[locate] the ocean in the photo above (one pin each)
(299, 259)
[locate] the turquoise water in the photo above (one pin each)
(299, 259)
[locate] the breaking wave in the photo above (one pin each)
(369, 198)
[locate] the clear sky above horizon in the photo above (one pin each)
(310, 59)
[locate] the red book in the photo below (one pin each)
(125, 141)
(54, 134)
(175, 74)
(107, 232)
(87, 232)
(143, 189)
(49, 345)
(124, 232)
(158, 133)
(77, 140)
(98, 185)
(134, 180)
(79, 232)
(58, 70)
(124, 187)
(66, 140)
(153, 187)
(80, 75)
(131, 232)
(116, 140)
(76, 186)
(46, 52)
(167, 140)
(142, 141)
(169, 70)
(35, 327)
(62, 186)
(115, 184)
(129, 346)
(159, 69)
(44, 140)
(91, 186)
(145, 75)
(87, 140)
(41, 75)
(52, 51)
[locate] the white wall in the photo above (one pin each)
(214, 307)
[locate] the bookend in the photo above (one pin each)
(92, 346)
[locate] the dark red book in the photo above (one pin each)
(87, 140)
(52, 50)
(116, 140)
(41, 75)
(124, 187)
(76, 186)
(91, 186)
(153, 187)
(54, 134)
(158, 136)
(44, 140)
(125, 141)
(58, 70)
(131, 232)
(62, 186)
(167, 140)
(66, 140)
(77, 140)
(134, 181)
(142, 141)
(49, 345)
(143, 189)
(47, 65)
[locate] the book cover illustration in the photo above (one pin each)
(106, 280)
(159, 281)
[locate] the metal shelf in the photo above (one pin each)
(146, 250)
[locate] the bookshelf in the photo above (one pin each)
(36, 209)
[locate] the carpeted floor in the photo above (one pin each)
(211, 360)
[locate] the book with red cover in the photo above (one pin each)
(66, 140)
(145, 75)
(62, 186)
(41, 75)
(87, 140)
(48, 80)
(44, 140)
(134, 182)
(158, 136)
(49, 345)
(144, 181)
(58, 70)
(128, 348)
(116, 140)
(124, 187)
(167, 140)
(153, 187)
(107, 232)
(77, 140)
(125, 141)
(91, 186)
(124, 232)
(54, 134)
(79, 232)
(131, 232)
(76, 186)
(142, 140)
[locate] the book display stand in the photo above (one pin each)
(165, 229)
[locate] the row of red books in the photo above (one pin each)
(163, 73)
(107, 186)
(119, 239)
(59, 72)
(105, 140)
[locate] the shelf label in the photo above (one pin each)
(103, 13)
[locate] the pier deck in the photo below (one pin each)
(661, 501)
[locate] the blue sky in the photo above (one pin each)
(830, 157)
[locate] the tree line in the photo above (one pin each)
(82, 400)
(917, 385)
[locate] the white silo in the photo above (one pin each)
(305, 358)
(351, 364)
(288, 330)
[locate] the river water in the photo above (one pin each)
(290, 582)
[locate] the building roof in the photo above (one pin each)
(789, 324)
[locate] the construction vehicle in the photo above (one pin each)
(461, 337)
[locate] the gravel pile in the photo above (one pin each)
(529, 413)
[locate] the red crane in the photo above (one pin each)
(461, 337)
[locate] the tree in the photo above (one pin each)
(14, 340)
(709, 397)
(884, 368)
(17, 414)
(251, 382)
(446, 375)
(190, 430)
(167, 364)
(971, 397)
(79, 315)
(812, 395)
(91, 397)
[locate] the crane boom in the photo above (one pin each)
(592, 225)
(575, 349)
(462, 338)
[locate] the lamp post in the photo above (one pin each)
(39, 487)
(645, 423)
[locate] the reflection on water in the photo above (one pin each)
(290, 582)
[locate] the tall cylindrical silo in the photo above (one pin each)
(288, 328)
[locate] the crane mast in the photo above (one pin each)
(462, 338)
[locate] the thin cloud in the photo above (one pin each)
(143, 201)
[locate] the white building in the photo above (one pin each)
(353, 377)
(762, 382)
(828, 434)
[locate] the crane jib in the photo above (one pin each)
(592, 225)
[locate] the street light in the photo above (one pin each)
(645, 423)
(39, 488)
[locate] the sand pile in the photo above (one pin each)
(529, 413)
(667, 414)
***
### TASK DIRECTIONS:
Retype the rows word for word, starting at the line that contains "[locate] the thin" and ending at the last line of the rows.

### RESULT FOR THIS EXERCISE:
[locate] the thin cloud in the photo above (one pin each)
(143, 201)
[locate] the white building in the photo above (one pin each)
(353, 377)
(762, 382)
(828, 434)
[locate] the crane jib in the photo above (one pin each)
(592, 225)
[locate] the street light in the photo above (one pin each)
(645, 423)
(39, 488)
[locate] the sand pile in the photo above (one pin each)
(529, 413)
(667, 414)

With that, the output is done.